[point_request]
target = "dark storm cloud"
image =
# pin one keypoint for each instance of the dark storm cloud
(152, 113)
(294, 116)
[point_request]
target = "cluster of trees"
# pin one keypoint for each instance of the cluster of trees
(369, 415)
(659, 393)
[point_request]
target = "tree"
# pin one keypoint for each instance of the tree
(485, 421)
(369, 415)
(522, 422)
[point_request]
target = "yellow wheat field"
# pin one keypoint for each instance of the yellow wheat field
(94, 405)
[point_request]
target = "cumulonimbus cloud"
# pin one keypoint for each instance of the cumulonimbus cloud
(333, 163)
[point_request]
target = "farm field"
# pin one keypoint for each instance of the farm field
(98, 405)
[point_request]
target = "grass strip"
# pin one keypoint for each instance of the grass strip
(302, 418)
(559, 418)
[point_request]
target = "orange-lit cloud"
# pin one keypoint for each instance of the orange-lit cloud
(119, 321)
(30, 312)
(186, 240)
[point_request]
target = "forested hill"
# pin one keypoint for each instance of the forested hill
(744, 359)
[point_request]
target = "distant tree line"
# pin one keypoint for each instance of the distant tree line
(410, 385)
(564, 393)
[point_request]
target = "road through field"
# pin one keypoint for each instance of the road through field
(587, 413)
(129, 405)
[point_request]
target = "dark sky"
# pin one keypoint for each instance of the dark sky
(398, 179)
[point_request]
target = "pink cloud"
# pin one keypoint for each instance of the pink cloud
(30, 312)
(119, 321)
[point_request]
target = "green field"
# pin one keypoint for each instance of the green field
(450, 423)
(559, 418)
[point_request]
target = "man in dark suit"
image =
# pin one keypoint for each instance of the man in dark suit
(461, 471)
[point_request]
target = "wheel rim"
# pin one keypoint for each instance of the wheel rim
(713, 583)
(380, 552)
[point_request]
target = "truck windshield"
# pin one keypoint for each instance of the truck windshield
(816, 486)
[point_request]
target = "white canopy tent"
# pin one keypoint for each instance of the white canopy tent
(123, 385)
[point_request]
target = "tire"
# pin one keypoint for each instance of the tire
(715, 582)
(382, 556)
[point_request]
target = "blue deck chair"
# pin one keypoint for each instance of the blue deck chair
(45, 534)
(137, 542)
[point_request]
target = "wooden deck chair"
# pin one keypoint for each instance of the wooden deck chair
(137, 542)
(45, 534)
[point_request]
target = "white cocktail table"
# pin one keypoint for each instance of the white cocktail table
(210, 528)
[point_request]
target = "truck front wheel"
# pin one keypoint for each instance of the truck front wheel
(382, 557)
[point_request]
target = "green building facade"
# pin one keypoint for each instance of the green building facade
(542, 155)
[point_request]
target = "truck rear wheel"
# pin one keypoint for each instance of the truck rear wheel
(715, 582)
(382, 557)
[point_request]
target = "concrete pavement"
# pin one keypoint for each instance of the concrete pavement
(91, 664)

**Work order**
Every entry needs to be written out again, exactly as given.

**Problem solution**
[point_request]
target = "dark storm cloud"
image =
# pin one keypoint for each instance of the dark storm cloud
(152, 113)
(294, 116)
[point_request]
target = "cluster of trees"
# pin one keypoint for each instance of the cluster of trees
(369, 415)
(659, 393)
[point_request]
target = "tree"
# pin one keypoint for each instance of the tree
(485, 421)
(369, 415)
(522, 422)
[point_request]
target = "yellow wheat field"
# pin one keypoint for each instance of the yellow wheat field
(94, 405)
[point_request]
target = "cumulonimbus cloud"
# pin one keypoint for each instance of the cumulonimbus cloud
(333, 163)
[point_request]
target = "farm field"
# pin one keypoint for each instance of the farm field
(98, 405)
[point_request]
target = "grass strip"
# pin one keypoint for each instance of the grass strip
(302, 418)
(559, 418)
[point_request]
target = "orange-lit cloud"
# pin one keypoint for each instance of the orange-lit cloud
(119, 321)
(30, 312)
(186, 240)
[point_request]
target = "forested hill"
# pin one keypoint for each instance of the forested hill
(744, 359)
[point_request]
target = "distant tree line"
# pin one keypoint for each instance of the distant tree line
(410, 385)
(564, 393)
[point_request]
target = "road through field"
# pin one keypoint for each instance of the road through field
(587, 413)
(129, 405)
[point_request]
target = "dark sky"
# pin one keypoint for each instance of the dark sky
(398, 179)
[point_request]
target = "pink cloud"
# pin one keypoint for each instance of the pink cloud
(30, 312)
(119, 321)
[point_request]
target = "green field"
# pin one keypoint for each instance of the green field
(450, 423)
(559, 418)
[point_request]
target = "man in dark suit"
image =
# pin one keypoint for each instance of the man in dark suit
(461, 471)
[point_request]
target = "wheel rim"
# pin one keypoint for each instance of the wheel rim
(713, 583)
(380, 552)
[point_request]
target = "truck windshield"
# pin one keypoint for each instance of the truck windshield
(816, 486)
[point_request]
target = "white canopy tent"
# pin one keypoint for each instance of the white canopy tent
(123, 385)
[point_request]
target = "tire"
# pin one keypoint for each instance of the tire
(715, 582)
(382, 556)
[point_request]
target = "blue deck chair"
# pin one keypoint for each instance of the blue deck chair
(45, 534)
(137, 542)
[point_request]
target = "wooden deck chair"
# pin one keypoint for each instance of the wooden deck chair
(137, 542)
(45, 534)
[point_request]
target = "white cocktail table"
# pin one keypoint for each instance of the white cocktail table
(210, 528)
[point_request]
target = "truck front wheel"
# pin one keypoint for each instance of the truck front wheel
(382, 557)
[point_request]
target = "green building facade"
# pin one keypoint for each instance of the green building facade
(542, 155)
[point_request]
target = "truck rear wheel"
# pin one keypoint for each instance of the truck rear wheel
(715, 582)
(382, 557)
[point_request]
target = "concrete pavement"
# pin one keypoint for each instance of the concrete pavement
(91, 664)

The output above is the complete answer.